**Exercise instructions**
Reproduce only the entries from the line containing "The user has requested that the green and" through the line containing "[78,82,517,792]", substituting "serpent" for "snake" and leaving all other text unchanged.

**Task input**
• • • • • • •

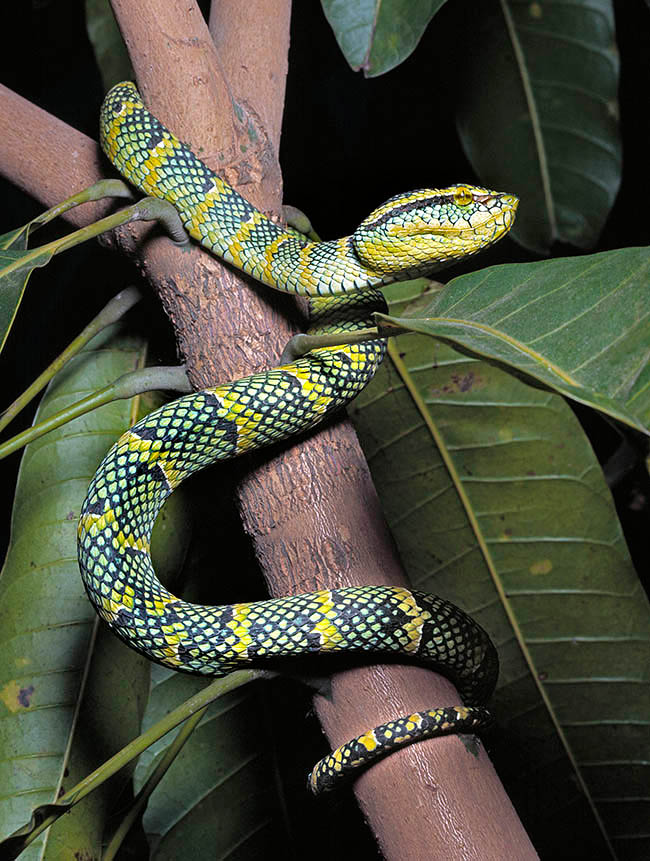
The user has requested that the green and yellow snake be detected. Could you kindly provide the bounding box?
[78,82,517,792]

• • • • • • •

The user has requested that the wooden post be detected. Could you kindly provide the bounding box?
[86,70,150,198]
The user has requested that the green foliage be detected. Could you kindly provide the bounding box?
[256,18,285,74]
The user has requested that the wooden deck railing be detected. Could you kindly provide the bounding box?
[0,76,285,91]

• • • • • • •

**Answer to the exercise**
The user has requested that the green and yellow serpent be detected. Could you kindly provide the bounding box?
[78,82,517,792]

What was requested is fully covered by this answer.